(Work to do)
1) Summarize the DPCM intra coding page in two sentences.
2) Reproduce word for word the stretch of the DPCM intra coding page from "Encode a block" through "transform types (ext-tx).".
=== Page extract ===
DPCM intra coding experiment

Encode a block line by line, horizontally or vertically. In the vertical
mode, each row is predicted by the reconsturcted row above;
in the horizontal mode, each column is predicted by the reconstructed
column to the left.

The DPCM modes are enabled automatically for blocks with horizontal or
vertical prediction mode, and 1D transform types (ext-tx).

Change-Id: I133ab6b537fa24a6e314ee1ef1d2fe9bd9d56c13
diff --git a/av1/encoder/encodemb.c b/av1/encoder/encodemb.c
index 71d761d..3aa9822 100644
--- a/av1/encoder/encodemb.c
+++ b/av1/encoder/encodemb.c
@@ -1419,6 +1419,301 @@
 #endif
 }
 
+#if CONFIG_DPCM_INTRA
+static int get_eob(const tran_low_t *qcoeff, intptr_t n_coeffs,
+                   const int16_t *scan) {
+  int eob = -1;
+  for (int i = (int)n_coeffs - 1; i >= 0; i--) {
+    const int rc = scan[i];
+    if (qcoeff[rc]) {
+      eob = i;
+      break;
+    }
+  }
+  return eob + 1;
+}
+
+static void quantize_scaler(int coeff, int16_t zbin, int16_t round_value,
+                            int16_t quant, int16_t quant_shift, int16_t dequant,
+                            int log_scale, tran_low_t *const qcoeff,
+                            tran_low_t *const dqcoeff) {
+  zbin = ROUND_POWER_OF_TWO(zbin, log_scale);
+  round_value = ROUND_POWER_OF_TWO(round_value, log_scale);
+  const int coeff_sign = (coeff >> 31);
+  const int abs_coeff = (coeff ^ coeff_sign) - coeff_sign;
+  if (abs_coeff >= zbin) {
+    int tmp = clamp(abs_coeff + round_value, INT16_MIN, INT16_MAX);
+    tmp = ((((tmp * quant) >> 16) + tmp) * quant_shift) >> (16 - log_scale);
+    *qcoeff = (tmp ^ coeff_sign) - coeff_sign;
+    *dqcoeff = (*qcoeff * dequant) / (1 << log_scale);
+  }
+}
+
+typedef void (*dpcm_fwd_tx_func)(const int16_t *input, int stride,
+                                 TX_TYPE_1D tx_type, tran_low_t *output);
+
+static dpcm_fwd_tx_func get_dpcm_fwd_tx_func(int tx_length) {
+  switch (tx_length) {
+    case 4: return av1_dpcm_ft4_c;
+    case 8: return av1_dpcm_ft8_c;
+    case 16: return av1_dpcm_ft16_c;
+    case 32:
+      return av1_dpcm_ft32_c;
+    // TODO(huisu): add support for TX_64X64.
=== Material shown ===
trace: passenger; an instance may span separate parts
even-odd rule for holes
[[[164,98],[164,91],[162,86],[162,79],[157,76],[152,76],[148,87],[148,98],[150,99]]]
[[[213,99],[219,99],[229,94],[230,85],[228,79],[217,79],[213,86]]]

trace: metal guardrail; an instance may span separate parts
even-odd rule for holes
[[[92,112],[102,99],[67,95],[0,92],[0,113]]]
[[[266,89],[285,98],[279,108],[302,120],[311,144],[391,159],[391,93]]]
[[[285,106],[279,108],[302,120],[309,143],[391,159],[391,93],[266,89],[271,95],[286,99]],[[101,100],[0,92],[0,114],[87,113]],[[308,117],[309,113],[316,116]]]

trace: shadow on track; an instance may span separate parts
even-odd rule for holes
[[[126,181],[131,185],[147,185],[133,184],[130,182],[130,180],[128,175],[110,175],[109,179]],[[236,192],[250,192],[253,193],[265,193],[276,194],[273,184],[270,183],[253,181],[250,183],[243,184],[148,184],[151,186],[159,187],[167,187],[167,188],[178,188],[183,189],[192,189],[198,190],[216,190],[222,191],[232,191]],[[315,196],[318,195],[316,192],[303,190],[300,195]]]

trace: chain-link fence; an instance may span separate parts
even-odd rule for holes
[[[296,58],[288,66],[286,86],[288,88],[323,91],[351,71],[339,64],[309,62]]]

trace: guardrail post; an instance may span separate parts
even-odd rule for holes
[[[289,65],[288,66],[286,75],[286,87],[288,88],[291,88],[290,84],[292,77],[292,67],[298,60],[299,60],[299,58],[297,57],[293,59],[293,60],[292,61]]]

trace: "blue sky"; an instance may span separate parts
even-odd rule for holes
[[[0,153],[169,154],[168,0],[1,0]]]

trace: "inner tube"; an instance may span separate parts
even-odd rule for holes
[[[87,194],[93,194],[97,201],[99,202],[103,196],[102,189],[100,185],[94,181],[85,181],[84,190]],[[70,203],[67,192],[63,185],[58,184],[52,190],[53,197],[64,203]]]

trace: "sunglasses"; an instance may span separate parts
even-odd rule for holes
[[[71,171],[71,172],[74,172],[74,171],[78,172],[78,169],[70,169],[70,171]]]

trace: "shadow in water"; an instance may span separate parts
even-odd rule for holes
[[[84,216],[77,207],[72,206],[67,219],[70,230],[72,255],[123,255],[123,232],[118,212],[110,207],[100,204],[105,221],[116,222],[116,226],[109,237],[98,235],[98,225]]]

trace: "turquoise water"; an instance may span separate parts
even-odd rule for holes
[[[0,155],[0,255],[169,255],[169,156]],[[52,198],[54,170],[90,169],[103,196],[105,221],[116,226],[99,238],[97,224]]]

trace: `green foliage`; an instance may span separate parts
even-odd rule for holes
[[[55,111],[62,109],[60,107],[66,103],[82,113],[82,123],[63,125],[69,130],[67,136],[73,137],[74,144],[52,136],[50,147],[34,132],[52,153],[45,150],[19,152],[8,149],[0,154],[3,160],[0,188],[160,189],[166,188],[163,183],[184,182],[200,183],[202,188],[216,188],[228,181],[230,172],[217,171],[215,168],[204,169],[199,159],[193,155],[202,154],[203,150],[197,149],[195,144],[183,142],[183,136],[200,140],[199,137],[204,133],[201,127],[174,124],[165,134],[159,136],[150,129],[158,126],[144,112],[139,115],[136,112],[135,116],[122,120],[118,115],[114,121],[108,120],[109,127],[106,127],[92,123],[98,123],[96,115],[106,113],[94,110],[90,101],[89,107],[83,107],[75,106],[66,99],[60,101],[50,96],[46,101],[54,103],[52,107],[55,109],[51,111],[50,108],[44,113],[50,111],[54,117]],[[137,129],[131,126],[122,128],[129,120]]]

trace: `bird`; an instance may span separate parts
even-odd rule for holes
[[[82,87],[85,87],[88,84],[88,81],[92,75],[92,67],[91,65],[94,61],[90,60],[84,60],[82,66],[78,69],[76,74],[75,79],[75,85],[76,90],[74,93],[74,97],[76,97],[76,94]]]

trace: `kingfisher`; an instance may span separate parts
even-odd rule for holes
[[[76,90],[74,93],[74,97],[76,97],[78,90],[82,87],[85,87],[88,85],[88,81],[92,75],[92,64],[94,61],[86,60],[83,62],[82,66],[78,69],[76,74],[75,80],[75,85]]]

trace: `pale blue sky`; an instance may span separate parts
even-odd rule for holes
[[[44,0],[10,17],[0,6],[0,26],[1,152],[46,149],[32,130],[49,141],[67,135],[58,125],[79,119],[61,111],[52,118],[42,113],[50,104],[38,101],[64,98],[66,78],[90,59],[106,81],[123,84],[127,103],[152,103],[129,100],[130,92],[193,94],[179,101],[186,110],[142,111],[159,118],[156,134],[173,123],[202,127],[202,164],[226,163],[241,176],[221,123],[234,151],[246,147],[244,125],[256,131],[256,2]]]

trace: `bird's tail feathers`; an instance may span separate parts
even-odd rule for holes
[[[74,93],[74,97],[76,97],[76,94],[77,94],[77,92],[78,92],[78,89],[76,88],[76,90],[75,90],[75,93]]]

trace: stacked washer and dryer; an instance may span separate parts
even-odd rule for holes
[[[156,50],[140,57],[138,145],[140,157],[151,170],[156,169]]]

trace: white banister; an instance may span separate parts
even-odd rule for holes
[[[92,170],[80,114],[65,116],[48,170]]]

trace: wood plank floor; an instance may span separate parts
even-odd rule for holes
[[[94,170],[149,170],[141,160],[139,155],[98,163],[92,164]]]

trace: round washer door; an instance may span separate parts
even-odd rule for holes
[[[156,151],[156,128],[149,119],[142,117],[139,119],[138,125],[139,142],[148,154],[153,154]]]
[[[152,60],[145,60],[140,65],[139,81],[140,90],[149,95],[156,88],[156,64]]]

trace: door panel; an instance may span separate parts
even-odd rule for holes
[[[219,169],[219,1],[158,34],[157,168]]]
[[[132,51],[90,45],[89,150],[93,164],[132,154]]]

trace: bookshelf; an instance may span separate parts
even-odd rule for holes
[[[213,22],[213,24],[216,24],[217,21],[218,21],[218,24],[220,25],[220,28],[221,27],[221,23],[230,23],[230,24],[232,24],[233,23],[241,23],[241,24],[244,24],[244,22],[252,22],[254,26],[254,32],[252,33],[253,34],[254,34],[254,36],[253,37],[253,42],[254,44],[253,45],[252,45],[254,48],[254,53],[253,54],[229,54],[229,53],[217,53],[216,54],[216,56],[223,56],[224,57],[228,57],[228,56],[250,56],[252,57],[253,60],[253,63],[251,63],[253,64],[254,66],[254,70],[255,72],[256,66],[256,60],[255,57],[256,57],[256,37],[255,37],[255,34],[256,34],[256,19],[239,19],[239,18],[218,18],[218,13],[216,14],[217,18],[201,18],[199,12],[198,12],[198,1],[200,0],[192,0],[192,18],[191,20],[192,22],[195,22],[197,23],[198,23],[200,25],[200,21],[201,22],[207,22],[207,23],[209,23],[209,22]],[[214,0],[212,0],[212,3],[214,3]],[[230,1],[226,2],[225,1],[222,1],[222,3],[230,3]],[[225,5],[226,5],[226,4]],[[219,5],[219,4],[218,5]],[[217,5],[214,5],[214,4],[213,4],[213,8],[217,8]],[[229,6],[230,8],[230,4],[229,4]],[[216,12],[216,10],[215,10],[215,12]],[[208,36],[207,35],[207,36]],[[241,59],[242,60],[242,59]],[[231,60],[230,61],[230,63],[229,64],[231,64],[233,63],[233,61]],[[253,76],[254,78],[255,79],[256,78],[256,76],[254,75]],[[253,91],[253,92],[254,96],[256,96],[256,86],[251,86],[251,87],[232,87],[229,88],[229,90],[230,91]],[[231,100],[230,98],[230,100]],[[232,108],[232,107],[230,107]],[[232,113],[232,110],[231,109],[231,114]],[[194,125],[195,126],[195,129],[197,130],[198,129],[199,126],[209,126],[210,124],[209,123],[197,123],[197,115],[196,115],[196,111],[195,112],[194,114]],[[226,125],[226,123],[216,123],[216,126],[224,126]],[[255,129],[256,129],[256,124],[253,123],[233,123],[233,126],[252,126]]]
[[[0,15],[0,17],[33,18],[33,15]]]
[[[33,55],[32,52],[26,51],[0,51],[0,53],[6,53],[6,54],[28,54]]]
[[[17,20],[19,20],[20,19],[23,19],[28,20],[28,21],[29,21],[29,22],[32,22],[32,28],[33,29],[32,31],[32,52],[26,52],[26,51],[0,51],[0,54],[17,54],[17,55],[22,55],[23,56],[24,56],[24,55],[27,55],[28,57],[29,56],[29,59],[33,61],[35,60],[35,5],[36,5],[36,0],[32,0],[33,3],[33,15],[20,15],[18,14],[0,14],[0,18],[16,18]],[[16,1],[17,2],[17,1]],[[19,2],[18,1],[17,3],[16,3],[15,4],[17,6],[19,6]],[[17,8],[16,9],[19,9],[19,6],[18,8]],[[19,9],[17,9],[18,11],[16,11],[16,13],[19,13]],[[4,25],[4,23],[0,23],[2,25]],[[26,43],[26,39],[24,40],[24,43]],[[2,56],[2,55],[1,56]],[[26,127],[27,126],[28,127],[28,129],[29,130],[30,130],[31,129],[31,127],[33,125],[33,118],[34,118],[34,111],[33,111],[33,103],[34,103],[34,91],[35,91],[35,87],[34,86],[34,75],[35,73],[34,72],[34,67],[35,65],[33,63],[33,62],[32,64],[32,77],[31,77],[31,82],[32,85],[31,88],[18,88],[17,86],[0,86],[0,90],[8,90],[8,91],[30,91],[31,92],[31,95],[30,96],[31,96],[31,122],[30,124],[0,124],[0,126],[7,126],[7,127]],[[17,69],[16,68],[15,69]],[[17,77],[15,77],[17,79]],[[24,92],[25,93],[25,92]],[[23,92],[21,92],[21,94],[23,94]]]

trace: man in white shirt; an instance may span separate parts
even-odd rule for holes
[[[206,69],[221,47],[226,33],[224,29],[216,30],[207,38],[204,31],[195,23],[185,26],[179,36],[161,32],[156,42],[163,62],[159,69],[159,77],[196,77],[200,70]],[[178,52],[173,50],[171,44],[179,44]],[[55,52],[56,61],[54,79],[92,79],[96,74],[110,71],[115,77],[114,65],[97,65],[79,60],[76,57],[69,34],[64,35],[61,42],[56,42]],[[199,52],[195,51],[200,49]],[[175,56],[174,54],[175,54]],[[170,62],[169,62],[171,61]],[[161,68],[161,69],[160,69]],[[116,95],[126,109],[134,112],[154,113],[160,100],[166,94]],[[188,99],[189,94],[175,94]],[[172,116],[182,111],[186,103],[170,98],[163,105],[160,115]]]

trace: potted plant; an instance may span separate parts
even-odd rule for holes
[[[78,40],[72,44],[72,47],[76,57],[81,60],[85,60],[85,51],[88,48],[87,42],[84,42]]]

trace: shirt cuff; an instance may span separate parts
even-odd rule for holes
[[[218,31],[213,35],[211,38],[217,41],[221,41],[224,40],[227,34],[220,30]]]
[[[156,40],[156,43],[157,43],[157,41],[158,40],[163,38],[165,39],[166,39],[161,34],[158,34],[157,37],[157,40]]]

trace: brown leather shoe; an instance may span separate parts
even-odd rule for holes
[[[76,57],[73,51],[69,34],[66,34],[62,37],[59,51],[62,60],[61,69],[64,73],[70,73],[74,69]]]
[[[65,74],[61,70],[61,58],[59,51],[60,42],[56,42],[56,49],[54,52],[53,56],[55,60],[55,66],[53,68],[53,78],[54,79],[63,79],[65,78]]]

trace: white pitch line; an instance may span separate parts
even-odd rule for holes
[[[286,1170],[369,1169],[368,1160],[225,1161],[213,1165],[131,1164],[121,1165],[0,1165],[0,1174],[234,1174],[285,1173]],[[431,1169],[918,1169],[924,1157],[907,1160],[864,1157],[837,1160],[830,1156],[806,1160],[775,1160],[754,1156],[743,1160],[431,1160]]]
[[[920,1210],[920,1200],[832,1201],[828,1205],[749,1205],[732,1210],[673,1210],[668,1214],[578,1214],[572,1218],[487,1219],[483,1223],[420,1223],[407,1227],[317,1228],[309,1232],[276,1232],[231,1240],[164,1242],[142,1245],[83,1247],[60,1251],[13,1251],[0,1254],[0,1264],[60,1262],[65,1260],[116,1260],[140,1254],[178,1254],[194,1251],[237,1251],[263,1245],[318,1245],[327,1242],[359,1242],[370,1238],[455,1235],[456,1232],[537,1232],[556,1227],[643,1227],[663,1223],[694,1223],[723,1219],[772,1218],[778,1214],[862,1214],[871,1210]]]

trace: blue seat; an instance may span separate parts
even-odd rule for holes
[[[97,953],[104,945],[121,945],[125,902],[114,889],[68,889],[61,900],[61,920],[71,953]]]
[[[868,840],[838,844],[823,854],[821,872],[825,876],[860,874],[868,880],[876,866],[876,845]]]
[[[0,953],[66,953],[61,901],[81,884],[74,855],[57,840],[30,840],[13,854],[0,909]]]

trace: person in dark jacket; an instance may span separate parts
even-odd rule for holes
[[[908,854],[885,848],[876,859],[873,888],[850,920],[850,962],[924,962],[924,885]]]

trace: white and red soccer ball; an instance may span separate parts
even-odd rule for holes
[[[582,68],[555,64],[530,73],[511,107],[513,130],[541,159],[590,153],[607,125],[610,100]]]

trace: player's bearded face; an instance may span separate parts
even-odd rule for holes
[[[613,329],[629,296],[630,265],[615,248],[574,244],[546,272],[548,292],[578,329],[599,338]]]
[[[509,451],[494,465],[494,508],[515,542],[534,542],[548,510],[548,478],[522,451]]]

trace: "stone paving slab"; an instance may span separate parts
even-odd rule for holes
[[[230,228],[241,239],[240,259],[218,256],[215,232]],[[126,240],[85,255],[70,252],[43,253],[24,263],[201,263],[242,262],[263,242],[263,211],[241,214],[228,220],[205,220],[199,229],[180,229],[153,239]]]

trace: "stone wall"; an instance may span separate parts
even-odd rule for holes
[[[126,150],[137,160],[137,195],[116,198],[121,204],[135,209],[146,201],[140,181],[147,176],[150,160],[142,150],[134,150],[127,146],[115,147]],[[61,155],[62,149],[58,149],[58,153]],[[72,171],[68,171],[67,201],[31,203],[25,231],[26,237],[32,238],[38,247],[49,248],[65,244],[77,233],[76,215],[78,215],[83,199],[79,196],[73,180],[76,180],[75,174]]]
===
(Solutions)
1) The experiment encodes a block line by line, either vertically, where each row is predicted by the reconstructed row above, or horizontally, where each column is predicted by the reconstructed column to the left. These DPCM modes are enabled automatically for blocks that have horizontal or vertical prediction mode and 1D transform types (ext-tx).

2)
Encode a block line by line, horizontally or vertically. In the vertical
mode, each row is predicted by the reconsturcted row above;
in the horizontal mode, each column is predicted by the reconstructed
column to the left.

The DPCM modes are enabled automatically for blocks with horizontal or
vertical prediction mode, and 1D transform types (ext-tx).